Excerpt to read:
==*==
Jim Nill has made the Stanley Cup Final for the first time as a general manager. So how does he feel that, after decades of work, the moment has come with his Dallas Stars stuck in a bubble because of the coronavirus, isolated in a hotel and an arena, with no fans in the stands?
“It has been different,” Nill said Tuesday, the Stars’ 52nd day in Edmonton, the hub city for the Western Conference half of the Stanley Cup Playoffs, plus the conference finals and the Stanley Cup Final. “But there’s two ways you can look at it.
“In life, you can sit and complain about something and wish it was better, or you accept what it is and make the most of it.”
Nill has kept perspective on his journey to the Final. Dallas will play the winner of the Eastern Conference Final between the New York Islanders and Tampa Bay Lightning. Tampa Bay leads the best-of-7 series 3-2 entering Game 6 on Thursday (8 p.m. ET; NBCSN, CBC, SN, TVAS).
Over the years, Nill didn’t get the GM job with his hometown team, the Calgary Flames, gave up chances to pursue GM jobs to help the Detroit Red Wings win the Stanley Cup, and gave up a chance to pursue a GM job at least in part because his wife, Bekki, was battling cancer.
But he sees it as for the best.
He ended up with the Stars in 2013 more prepared for what became a seven-year process to get to this point, and his wife is doing well while undergoing treatments every three weeks in Dallas. The Nills are open about her 18-year fight in hopes of inspiring others.
“She’s a living angel,” Nill said.
“I’m thrilled for him, because he’s got a lot of passion,” said Edmonton Oilers GM Ken Holland, who played with Nill in junior with Medicine Hat of the Western Canada Hockey League in 1975-76 and worked with him for 19 seasons in the Detroit front office.
“He was a big part of my success, the Red Wings’ success in Detroit. He’s a good man. He’s got a great family. He’s been involved in hockey a long, long time. You’re happy to see good, good people, good hockey people, get rewarded with their teams’ success.”
After nine seasons as an NHL forward, Nill spent nine as an NHL executive — three with the Ottawa Senators, six with the Red Wings — before becoming a GM candidate. The Hanna, Alberta, native was a finalist with the Flames in 2000, but even though he’d helped build championship teams in Detroit in 1997 and ’98, he didn’t get the job.
Nill spent 13 more years in Detroit, helped build championship teams in 2002 and ’08, and kept learning from several Hall of Famers. At one point, Nill committed to stay in exchange for a high salary for an assistant GM. The Red Wings declined requests from multiple teams to speak to him. Later, Nill negotiated an out clause.
==*==
Records shown:
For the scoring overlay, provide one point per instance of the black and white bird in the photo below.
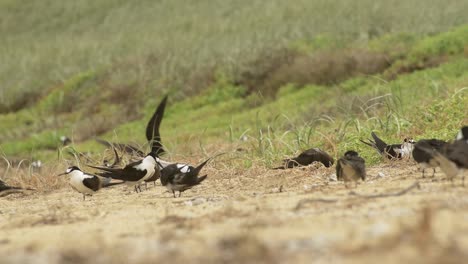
(463, 134)
(133, 173)
(307, 157)
(453, 158)
(5, 187)
(116, 160)
(126, 148)
(84, 183)
(154, 140)
(351, 167)
(424, 158)
(392, 151)
(180, 177)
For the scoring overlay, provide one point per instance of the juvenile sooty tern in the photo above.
(5, 187)
(307, 157)
(425, 159)
(453, 158)
(393, 151)
(181, 177)
(463, 134)
(84, 183)
(351, 167)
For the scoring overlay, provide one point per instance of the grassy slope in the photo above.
(430, 102)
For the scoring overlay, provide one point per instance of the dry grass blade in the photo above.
(381, 195)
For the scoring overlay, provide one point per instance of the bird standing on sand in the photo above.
(425, 159)
(133, 173)
(181, 177)
(307, 157)
(393, 151)
(453, 158)
(5, 187)
(351, 167)
(84, 183)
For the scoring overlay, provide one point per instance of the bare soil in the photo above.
(246, 216)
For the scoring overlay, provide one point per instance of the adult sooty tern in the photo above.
(392, 151)
(133, 173)
(84, 183)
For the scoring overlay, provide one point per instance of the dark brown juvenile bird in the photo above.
(424, 158)
(307, 157)
(351, 167)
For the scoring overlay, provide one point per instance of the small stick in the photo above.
(404, 191)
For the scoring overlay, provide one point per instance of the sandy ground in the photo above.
(251, 216)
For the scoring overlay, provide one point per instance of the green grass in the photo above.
(172, 44)
(104, 75)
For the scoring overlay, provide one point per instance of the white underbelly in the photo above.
(78, 185)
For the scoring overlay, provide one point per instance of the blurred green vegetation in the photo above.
(269, 77)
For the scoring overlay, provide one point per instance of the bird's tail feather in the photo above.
(201, 178)
(379, 143)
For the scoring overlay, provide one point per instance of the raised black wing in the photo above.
(130, 149)
(128, 173)
(152, 129)
(92, 183)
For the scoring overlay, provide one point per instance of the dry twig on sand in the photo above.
(399, 193)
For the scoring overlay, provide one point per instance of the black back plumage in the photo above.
(457, 152)
(182, 175)
(420, 155)
(127, 148)
(5, 187)
(128, 173)
(152, 129)
(93, 183)
(387, 151)
(307, 157)
(351, 167)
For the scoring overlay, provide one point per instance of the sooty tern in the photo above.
(127, 148)
(180, 177)
(84, 183)
(307, 157)
(133, 173)
(453, 158)
(5, 187)
(152, 134)
(463, 134)
(393, 151)
(116, 160)
(424, 158)
(351, 167)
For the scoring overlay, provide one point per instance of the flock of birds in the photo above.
(451, 157)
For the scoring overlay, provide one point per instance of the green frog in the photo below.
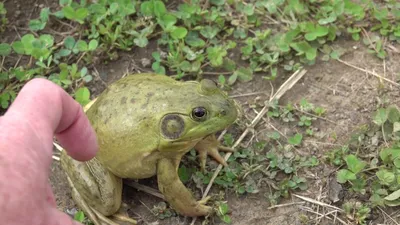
(144, 124)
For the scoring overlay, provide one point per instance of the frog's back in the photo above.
(126, 117)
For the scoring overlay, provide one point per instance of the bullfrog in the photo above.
(144, 124)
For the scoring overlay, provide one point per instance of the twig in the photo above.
(395, 222)
(279, 93)
(336, 218)
(217, 73)
(248, 94)
(318, 202)
(369, 72)
(315, 116)
(287, 204)
(144, 188)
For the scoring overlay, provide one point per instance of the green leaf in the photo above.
(82, 46)
(27, 41)
(69, 42)
(393, 196)
(318, 31)
(179, 33)
(47, 39)
(232, 79)
(141, 41)
(168, 21)
(18, 47)
(64, 52)
(209, 32)
(248, 9)
(192, 39)
(44, 14)
(344, 175)
(385, 177)
(296, 139)
(216, 55)
(226, 219)
(305, 48)
(146, 8)
(69, 12)
(93, 44)
(36, 25)
(156, 56)
(159, 8)
(5, 49)
(223, 208)
(354, 164)
(81, 14)
(82, 95)
(380, 117)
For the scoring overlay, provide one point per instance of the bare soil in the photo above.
(349, 95)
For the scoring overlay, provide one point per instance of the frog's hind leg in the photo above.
(95, 190)
(210, 146)
(91, 213)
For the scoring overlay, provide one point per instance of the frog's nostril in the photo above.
(223, 112)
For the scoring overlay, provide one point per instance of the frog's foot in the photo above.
(99, 219)
(122, 215)
(95, 216)
(210, 146)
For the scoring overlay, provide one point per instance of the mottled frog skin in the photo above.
(144, 124)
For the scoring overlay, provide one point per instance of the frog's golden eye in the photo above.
(199, 113)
==*==
Tasks to carry out:
1/ From the article on Jim Nill, duplicate the passage starting with "Nill has kept" and going on through "of inspiring others.".
2/ Answer these questions on the article on Jim Nill:
(a) Which day of their stay in Edmonton was it for the Stars when Nill spoke on Tuesday?
(b) In which season did Ken Holland play junior hockey with Nill for Medicine Hat?
(c) In what year was Nill a finalist for the general manager job with the Calgary Flames?

Results of the exercise:
1/
Nill has kept perspective on his journey to the Final. Dallas will play the winner of the Eastern Conference Final between the New York Islanders and Tampa Bay Lightning. Tampa Bay leads the best-of-7 series 3-2 entering Game 6 on Thursday (8 p.m. ET; NBCSN, CBC, SN, TVAS).
Over the years, Nill didn’t get the GM job with his hometown team, the Calgary Flames, gave up chances to pursue GM jobs to help the Detroit Red Wings win the Stanley Cup, and gave up a chance to pursue a GM job at least in part because his wife, Bekki, was battling cancer.
But he sees it as for the best.
He ended up with the Stars in 2013 more prepared for what became a seven-year process to get to this point, and his wife is doing well while undergoing treatments every three weeks in Dallas. The Nills are open about her 18-year fight in hopes of inspiring others.

2/
(a) It was their 52nd day in Edmonton.
(b) 1975-76.
(c) 2000.